▶ TASK GOAL:
Print all the entries exactly.

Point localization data

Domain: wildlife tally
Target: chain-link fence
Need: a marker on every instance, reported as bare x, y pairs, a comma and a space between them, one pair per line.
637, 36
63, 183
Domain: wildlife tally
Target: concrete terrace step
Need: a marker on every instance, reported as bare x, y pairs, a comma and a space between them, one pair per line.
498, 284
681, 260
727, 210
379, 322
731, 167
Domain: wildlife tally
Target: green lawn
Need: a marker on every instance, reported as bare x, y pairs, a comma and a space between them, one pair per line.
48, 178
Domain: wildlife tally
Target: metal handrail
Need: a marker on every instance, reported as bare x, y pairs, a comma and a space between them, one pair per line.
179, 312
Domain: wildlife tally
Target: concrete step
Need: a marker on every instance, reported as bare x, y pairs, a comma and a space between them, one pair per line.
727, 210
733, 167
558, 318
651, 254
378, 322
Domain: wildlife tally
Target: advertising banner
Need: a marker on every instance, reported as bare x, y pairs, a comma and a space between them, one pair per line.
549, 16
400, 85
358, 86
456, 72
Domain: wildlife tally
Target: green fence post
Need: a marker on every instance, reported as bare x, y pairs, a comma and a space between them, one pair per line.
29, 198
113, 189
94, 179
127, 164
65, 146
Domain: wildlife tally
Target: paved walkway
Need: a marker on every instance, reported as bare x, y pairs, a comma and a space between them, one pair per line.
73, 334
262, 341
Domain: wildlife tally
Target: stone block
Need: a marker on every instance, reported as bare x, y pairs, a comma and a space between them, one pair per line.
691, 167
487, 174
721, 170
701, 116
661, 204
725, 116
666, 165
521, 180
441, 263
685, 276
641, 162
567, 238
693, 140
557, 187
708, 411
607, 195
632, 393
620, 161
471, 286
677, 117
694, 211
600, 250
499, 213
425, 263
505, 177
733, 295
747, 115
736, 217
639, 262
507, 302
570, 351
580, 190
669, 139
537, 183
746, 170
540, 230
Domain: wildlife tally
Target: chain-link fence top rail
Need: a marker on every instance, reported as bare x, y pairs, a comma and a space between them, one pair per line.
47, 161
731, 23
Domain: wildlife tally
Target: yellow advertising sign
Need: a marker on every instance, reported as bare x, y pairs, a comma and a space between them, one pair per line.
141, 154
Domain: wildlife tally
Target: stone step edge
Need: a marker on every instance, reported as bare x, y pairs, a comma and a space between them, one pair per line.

▶ WRITTEN SOLUTION:
Domain: wildlife tally
Target: chain-link fence
Need: a marker on every instance, reported as bare x, y pairs, a comma and a space between them, one pair per line.
637, 36
63, 183
Domain: wildlife tally
Target: concrete terrace step
Need: a marker on every instance, reported as bare x, y pairs, a comma and a space between them, one pair per line.
498, 284
681, 260
727, 210
379, 322
731, 167
Domain: wildlife tally
Target: green lawn
Need: a marker on every instance, reported as bare x, y pairs, a comma and a space between them, one pair per line.
48, 178
Domain: wildlife tally
Target: metal handrail
Need: a marker on every instance, reported as bare x, y pairs, a comma and a space between them, one pair per line.
179, 312
Domain: wildlife tally
Target: concrete step
Need: a marker on every instance, reported as bare x, y pairs, a comma and a space between them, one pair per line.
727, 210
733, 167
558, 318
651, 254
378, 322
Domain: wildlife tally
Target: advertising banner
Need: a marker on every instance, reported as bare x, y pairs, a comma and a space between them, one pair per line.
549, 16
400, 85
358, 86
456, 72
Domain: wildlife tally
Target: green fence post
Need: a marker on every instance, reported as bare x, y pairs, a comma and a space between them, one pair per line.
29, 198
113, 189
94, 179
127, 164
65, 146
Domain: wildlife tally
Target: paved walkway
Need: a marker on every instance, reported as bare x, y pairs, a comma and a space between them, one pair per line.
73, 334
262, 341
Domain: wildlife tally
Target: stone block
Need: a marker on every instance, reported as bare x, y pairs, a comma and a space between them, one pair per line.
691, 167
487, 174
721, 170
701, 116
661, 204
725, 116
666, 165
521, 180
441, 263
685, 276
641, 162
567, 238
693, 140
557, 187
708, 411
607, 195
632, 393
620, 161
471, 286
677, 117
694, 211
600, 250
499, 213
425, 263
505, 177
733, 295
747, 115
736, 217
639, 262
507, 302
570, 351
580, 190
669, 139
537, 183
746, 170
540, 230
Domain: wildlife tally
Target: chain-link fence top rail
Need: a marker on every instance, reported as bare x, y pairs, a comma and a space between them, one pair per line.
47, 161
731, 23
Domain: wildlife tally
Target: yellow advertising sign
Need: a marker on every instance, reported as bare x, y pairs, a comma and a space between them, one pair per line.
141, 154
Domain: wildlife tally
Target: stone step edge
Need: a marker on every instance, reported as bare x, y pairs, a comma and a space between them, one pair per line.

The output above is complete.